Each record is to be transcribed exactly.

:: EXERCISE INPUT ::

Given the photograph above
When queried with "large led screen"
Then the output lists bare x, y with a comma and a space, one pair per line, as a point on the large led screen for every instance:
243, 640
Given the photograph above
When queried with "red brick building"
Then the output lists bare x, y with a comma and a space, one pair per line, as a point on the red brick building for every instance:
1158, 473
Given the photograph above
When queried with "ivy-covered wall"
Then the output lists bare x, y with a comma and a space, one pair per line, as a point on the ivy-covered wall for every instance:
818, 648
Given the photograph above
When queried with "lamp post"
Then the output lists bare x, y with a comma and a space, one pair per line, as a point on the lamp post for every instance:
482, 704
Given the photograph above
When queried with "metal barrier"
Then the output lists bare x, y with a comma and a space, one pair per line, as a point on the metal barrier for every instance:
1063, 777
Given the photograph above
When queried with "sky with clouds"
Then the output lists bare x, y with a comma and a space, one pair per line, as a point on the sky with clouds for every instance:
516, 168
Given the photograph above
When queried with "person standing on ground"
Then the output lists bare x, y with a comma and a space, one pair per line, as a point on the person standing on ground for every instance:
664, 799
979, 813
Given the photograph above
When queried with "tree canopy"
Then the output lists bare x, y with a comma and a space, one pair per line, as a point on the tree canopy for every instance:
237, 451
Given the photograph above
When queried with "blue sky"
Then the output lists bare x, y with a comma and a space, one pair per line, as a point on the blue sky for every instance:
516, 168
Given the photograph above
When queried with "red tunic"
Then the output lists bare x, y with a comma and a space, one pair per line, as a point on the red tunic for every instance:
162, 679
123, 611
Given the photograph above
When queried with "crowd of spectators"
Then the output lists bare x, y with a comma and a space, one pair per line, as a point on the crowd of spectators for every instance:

:::

SOLUTION TO THE PROBLEM —
Given the photograph above
When queried with "large led screen"
Then the output lists bare x, y with a comma and a space, one pair per line, as a point on the large led screen for every instance:
243, 640
Given the photograph above
When queried with "red brick building"
Then the output lists bare x, y with a comma and a space, one pair per line, as a point on the red brick building for every instance:
1158, 473
Given the photograph above
When queried with "ivy-covered wall"
Then the output lists bare x, y with a comma and a space, one pair per line, as a point on the ivy-covered wall for every instance:
818, 648
Given the photograph above
When queried with "lamp post"
Then the output lists bare x, y with a comma and a space, one pair per line, as a point on the lamp post for every instance:
482, 704
Given the photograph above
When queried with "metal barrier"
Then the output lists bare x, y with a comma and a space, one pair per line, as a point on the metal barrier for every instance:
1063, 777
Given the photograph above
When queried with "sky with clouds"
Then the output lists bare x, y with a comma and a space, one pair per line, as a point on the sky with clouds for every instance:
516, 168
Given the photograph above
When queried with "person standing on ground"
Then the output lists bare x, y with a comma and a space, one pair per line, as a point on the person standing on ground for every instance:
664, 799
979, 813
Given the photograph above
When queried with "tree canopy"
Then the output lists bare x, y with a comma and a space, one pair per line, as a point on the tree canopy for every instance:
237, 451
Given the photograph above
When queried with "blue sky"
Then the output lists bare x, y with a comma and a space, one pair per line, as a point on the blue sky for every instance:
516, 168
Given the photograph above
When queried with "red tunic"
Then the output lists bare x, y with a comma and a space, one pair per line, as a point on the red tunic for every instance:
162, 679
123, 611
Given the photograph above
When queried with "crowd of spectators"
Then the output lists bare x, y with a comma and a space, one pair per line, as a point on the crowd of spectators for every instance:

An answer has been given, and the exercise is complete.